▸ **Exercise directions**:
Retype every line of the listing below without changing anything.

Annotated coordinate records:
* Begin *

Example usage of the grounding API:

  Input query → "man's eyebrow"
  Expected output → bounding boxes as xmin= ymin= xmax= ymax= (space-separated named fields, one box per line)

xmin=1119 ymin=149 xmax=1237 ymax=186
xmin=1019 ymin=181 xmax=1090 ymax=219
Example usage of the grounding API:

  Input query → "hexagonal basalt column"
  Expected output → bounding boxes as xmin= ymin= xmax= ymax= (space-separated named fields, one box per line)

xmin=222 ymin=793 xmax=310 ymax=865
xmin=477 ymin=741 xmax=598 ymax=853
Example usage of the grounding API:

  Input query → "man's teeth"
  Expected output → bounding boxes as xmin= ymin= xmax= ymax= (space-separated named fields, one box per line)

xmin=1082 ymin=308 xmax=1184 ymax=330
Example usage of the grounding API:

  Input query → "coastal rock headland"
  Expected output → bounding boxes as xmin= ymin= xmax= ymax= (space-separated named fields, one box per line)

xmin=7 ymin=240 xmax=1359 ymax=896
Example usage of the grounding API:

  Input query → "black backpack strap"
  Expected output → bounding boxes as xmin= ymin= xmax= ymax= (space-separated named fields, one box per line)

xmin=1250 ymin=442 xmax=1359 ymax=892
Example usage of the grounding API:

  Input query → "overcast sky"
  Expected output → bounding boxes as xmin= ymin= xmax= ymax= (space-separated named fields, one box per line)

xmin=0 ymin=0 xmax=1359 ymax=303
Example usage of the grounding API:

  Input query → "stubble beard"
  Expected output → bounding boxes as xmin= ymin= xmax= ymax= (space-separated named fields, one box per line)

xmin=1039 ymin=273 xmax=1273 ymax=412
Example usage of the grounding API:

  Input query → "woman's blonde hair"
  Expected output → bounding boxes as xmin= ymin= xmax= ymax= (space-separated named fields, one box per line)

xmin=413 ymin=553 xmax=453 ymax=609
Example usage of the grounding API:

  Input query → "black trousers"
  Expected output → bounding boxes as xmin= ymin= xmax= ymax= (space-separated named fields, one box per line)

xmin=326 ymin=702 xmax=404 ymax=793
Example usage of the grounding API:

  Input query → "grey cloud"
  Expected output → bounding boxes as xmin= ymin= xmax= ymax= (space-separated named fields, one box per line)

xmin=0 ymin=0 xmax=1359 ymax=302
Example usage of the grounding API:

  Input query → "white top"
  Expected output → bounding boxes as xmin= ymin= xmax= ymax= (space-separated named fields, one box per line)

* End *

▸ **Answer in full**:
Example usage of the grounding API:

  Input query → "man's eyebrow"
  Expected output → bounding boxes as xmin= ymin= xmax= ymax= (space-separated named fields, one box per line)

xmin=1119 ymin=149 xmax=1237 ymax=186
xmin=1019 ymin=181 xmax=1090 ymax=219
Example usage of the grounding API:

  Input query → "hexagonal basalt column"
  Expected output → bounding boxes as xmin= ymin= xmax= ymax= (space-separated named fields, one box per line)

xmin=222 ymin=793 xmax=310 ymax=865
xmin=477 ymin=741 xmax=598 ymax=853
Example usage of the grounding API:

  Input query → "man's teeth"
  Expected output → bounding boxes as xmin= ymin= xmax= ymax= (space-separated named fields, one box per line)

xmin=1082 ymin=308 xmax=1184 ymax=330
Example usage of the grounding API:

  Input query → "coastal rock headland"
  Expected output → bounding boxes as xmin= ymin= xmax= ymax= (space-separated named fields, one box per line)

xmin=7 ymin=240 xmax=1359 ymax=896
Example usage of the grounding API:

  Input query → "black backpack strap"
  Expected output → bounding boxes as xmin= ymin= xmax= ymax= (space-separated named fields, one box per line)

xmin=1250 ymin=442 xmax=1359 ymax=892
Example usage of the grounding API:

  Input query → "overcast sky"
  Expected output → bounding boxes as xmin= ymin= xmax= ymax= (space-separated named fields, one box per line)

xmin=0 ymin=0 xmax=1359 ymax=303
Example usage of the grounding API:

  Input query → "stubble beard"
  Expected output → bounding boxes as xmin= ymin= xmax= ymax= (space-separated named fields, one box per line)

xmin=1039 ymin=273 xmax=1273 ymax=412
Example usage of the grounding API:

  Input query → "woman's blonde hair"
  Expected output → bounding boxes as xmin= ymin= xmax= ymax= (space-separated named fields, one box per line)

xmin=413 ymin=553 xmax=453 ymax=609
Example usage of the grounding API:

  Input query → "black trousers"
  Expected output → bounding boxes as xmin= ymin= xmax= ymax= (space-separated named fields, one box per line)

xmin=326 ymin=702 xmax=404 ymax=793
Example usage of the grounding API:

  Input query → "grey cloud"
  Expected output → bounding boxes as xmin= ymin= xmax= ymax= (space-separated named fields, one box per line)

xmin=0 ymin=0 xmax=1359 ymax=302
Example usage of the grounding API:

  Input query → "white top"
  Expected output → bounding boxes as xmin= ymin= xmax= ymax= (space-separated named fields, one box per line)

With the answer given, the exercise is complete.